Copy out exactly every line from the line containing "panda's black ear" until the records below end, inclusive of both boundary lines.
>>>
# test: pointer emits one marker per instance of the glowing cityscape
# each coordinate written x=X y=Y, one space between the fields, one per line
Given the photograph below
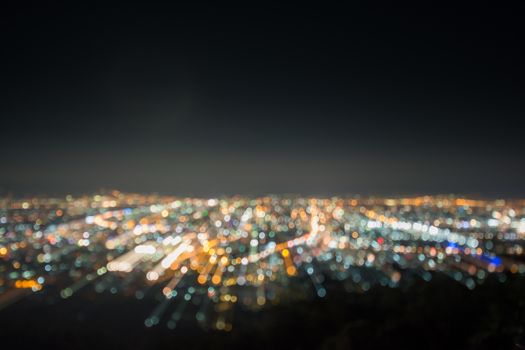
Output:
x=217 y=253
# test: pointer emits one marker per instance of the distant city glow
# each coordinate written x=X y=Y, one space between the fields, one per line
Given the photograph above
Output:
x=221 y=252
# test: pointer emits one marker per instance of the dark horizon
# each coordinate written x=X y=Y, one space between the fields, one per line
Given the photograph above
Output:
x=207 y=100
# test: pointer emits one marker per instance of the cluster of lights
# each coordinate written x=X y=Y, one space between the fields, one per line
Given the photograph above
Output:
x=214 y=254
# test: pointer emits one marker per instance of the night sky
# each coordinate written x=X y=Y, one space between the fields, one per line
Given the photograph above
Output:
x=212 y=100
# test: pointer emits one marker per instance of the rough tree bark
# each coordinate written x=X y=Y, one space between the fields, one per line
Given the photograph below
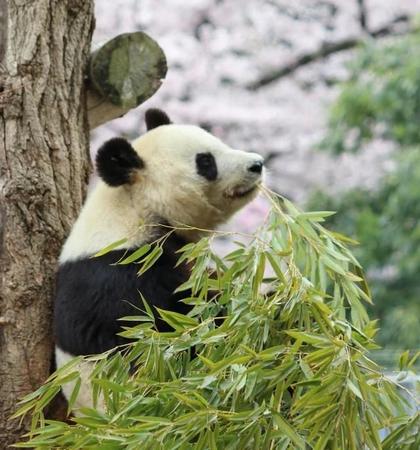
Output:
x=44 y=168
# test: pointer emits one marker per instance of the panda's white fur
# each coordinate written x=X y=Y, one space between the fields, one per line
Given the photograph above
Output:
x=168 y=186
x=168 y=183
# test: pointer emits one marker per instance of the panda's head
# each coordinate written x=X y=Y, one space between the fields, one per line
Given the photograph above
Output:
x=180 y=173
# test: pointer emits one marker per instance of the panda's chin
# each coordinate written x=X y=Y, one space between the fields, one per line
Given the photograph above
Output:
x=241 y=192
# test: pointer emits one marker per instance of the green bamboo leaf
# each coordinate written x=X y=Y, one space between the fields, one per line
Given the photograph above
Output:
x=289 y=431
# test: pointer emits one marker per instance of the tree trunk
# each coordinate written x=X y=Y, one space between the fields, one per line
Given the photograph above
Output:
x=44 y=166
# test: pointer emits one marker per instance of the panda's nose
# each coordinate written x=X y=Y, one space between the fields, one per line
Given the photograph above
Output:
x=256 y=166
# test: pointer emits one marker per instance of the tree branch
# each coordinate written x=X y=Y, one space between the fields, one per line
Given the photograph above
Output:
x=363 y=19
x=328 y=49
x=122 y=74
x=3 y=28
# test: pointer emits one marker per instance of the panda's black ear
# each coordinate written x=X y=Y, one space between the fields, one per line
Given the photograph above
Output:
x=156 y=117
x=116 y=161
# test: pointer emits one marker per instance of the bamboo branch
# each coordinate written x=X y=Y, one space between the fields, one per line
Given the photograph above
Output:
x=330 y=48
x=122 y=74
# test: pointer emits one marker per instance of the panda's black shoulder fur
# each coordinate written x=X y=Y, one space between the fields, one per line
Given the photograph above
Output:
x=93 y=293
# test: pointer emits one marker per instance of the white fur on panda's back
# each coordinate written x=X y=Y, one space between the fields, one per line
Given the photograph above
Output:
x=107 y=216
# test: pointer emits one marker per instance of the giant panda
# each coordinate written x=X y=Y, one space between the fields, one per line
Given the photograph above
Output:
<<<
**WORKED ANSWER:**
# test: pointer emits one marker per instance of the panda's black ear
# each coordinate written x=X y=Y, one space between the fields, one per line
Given the photograph above
Output:
x=156 y=117
x=116 y=161
# test: pointer emits one marker per instance of the bamboo branch
# each coordinate written x=X y=Y, one space between the fields, one per line
Given the photograph above
Output:
x=330 y=48
x=122 y=74
# test: pointer emits one marker per instance of the panda's black shoulder fur
# each coordinate written x=X y=Y, one space between the fields, one per line
Given the photograph above
Output:
x=93 y=293
# test: pointer emits one marker per instance of the white fur on panda's back
# each coordinate written x=X y=Y, one space between the fields, one per line
Given the photograph above
Output:
x=107 y=216
# test: pointer emits one marker per instance of the giant panda
# each coordinate written x=X y=Y, one space between the fields, one per line
Given the photograph above
Output:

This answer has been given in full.